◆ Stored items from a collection
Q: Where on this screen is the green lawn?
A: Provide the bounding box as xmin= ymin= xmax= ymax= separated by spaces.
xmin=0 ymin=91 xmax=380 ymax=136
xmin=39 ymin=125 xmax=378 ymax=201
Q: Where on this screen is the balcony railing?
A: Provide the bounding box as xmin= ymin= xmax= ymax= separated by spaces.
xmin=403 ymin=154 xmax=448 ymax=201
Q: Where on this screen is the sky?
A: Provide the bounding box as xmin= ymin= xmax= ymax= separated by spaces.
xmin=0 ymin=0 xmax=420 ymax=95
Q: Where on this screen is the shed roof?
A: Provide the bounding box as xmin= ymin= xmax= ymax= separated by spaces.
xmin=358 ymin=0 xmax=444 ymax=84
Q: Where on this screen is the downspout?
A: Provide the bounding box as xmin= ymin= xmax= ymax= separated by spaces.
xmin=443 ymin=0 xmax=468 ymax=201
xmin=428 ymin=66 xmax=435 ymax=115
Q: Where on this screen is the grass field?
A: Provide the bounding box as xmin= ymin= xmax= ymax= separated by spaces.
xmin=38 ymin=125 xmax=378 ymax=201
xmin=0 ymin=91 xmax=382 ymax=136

* * *

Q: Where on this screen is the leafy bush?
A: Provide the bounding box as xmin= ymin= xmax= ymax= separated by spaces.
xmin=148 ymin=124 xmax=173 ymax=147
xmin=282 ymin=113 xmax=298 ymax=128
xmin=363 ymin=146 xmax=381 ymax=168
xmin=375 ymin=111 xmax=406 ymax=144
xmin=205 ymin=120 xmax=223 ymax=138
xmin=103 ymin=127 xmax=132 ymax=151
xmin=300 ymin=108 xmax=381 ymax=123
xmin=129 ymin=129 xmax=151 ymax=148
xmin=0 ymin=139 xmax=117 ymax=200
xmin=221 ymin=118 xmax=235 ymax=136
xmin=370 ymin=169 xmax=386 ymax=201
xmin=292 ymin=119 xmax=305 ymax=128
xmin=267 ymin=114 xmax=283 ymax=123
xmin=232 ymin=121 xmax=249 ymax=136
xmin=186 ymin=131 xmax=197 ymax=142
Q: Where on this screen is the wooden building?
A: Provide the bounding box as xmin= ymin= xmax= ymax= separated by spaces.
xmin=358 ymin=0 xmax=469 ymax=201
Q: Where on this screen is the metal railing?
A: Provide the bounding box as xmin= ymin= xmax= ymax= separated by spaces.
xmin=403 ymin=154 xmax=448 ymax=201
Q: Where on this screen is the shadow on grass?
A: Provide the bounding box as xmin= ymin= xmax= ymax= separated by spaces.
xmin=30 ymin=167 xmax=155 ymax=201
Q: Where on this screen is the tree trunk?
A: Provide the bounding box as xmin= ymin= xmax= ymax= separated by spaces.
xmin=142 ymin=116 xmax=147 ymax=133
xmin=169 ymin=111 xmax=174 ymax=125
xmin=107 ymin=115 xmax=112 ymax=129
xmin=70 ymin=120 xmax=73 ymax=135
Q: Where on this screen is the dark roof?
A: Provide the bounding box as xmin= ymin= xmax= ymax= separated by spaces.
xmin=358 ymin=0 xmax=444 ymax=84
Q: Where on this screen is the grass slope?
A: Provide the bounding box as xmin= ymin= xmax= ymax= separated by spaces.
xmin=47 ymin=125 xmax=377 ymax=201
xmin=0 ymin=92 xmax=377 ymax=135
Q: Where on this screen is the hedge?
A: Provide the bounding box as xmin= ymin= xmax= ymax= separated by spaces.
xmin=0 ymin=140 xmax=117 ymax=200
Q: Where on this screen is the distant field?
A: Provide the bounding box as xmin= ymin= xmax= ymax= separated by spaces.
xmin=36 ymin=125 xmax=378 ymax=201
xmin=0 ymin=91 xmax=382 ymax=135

◆ WHAT YOU WILL DO
Recast everything from the line containing "Q: Where on this screen is the hedge?" down to the line containing "xmin=0 ymin=91 xmax=382 ymax=135" as a numbered list, leaving out any blank lines.

◆ COMPLETE RESPONSE
1. Q: Where on this screen is the hedge?
2. A: Provide the bounding box as xmin= ymin= xmax= ymax= separated by spaces.
3. xmin=0 ymin=140 xmax=117 ymax=200
4. Q: Where on this screen is the distant field?
5. A: Provide the bounding box as xmin= ymin= xmax= ymax= separated by spaces.
6. xmin=36 ymin=125 xmax=378 ymax=201
7. xmin=0 ymin=91 xmax=382 ymax=135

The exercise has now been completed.